**The problem**
Every record below should be printed exactly as it appears.

**Material provided**
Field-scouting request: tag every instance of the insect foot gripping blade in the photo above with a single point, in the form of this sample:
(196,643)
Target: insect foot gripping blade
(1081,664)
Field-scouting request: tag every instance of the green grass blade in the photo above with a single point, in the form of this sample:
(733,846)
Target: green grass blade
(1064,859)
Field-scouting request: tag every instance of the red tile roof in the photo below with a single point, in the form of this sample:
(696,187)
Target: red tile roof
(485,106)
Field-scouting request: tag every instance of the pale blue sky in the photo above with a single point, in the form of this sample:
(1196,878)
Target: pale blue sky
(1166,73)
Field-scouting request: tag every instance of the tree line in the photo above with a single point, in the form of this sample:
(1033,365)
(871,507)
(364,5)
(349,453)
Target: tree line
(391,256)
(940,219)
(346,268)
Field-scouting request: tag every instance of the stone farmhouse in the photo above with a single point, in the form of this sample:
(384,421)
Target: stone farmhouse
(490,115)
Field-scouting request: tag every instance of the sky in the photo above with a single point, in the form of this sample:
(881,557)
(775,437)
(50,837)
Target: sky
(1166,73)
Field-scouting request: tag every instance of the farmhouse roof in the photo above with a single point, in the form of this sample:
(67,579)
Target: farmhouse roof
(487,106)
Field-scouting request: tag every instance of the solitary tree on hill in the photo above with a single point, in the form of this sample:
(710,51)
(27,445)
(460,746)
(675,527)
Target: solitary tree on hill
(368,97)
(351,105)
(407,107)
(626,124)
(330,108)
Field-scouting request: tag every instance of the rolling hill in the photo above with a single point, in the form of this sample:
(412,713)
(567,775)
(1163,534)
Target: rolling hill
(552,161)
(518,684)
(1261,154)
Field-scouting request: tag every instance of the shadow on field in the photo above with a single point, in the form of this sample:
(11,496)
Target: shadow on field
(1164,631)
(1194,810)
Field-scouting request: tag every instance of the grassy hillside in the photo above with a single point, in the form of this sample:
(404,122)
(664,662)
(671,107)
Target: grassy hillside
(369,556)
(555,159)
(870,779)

**The completed task**
Field-scouting request: tag every instance of the insect foot gripping blade in the photo above with a single point, in the form of this sample:
(196,643)
Target: insect foot gripping blade
(1081,664)
Field-scouting request: tag every instance of the green grass blade in the photo above with a single point, in the form of this sample:
(733,846)
Target: green grass blade
(1064,859)
Field-scouting request: tag every instance of the red tile roof in the photo below with a single point, in the form of this sample:
(696,187)
Target: red tile roof
(485,106)
Field-scouting request: tag every instance of the pale blue sky in the photo above with a single point, in the form of this sample:
(1196,878)
Target: pale blue sky
(1166,73)
Field-scouting request: tag every instance of the tree line in the photo above with a single point, in the form of this sample:
(1033,365)
(871,507)
(364,5)
(349,453)
Target: tree line
(391,256)
(940,219)
(346,268)
Field-scouting request: tag every instance of the stone farmhouse in the photo above with a single point, in the form of this sample:
(384,421)
Target: stone farmhouse
(490,115)
Field-scouting request: tag every instance of the sky in the photo above with a single point, in the form of this sample:
(881,557)
(775,437)
(50,837)
Target: sky
(1166,73)
Field-scouting request: tag every instance of the farmhouse roof in the photo above with a single point, in the form of this sample:
(67,579)
Target: farmhouse roof
(487,106)
Field-scouting request: tag every instance of the solitary tree on hill in the photo above with a single point, in the form of this sample:
(710,51)
(27,445)
(460,746)
(675,527)
Target: solitary tree on hill
(368,97)
(351,105)
(407,107)
(626,124)
(330,108)
Field-scouting request: tag every instance of the rolling hill in the photo above with a single point, in the form of this sample:
(412,713)
(567,775)
(1163,534)
Target: rolling hill
(552,161)
(518,684)
(1261,154)
Field-scouting request: tag every instance of the shadow on field in the photo above with a single point, in the form of this sample:
(11,496)
Target: shadow on field
(1164,631)
(1194,810)
Field-scouting request: tag every instance of the grassy hillside in the photo above with a single point, in the form of this sample:
(404,122)
(664,662)
(671,107)
Target: grassy hillside
(369,556)
(555,159)
(870,779)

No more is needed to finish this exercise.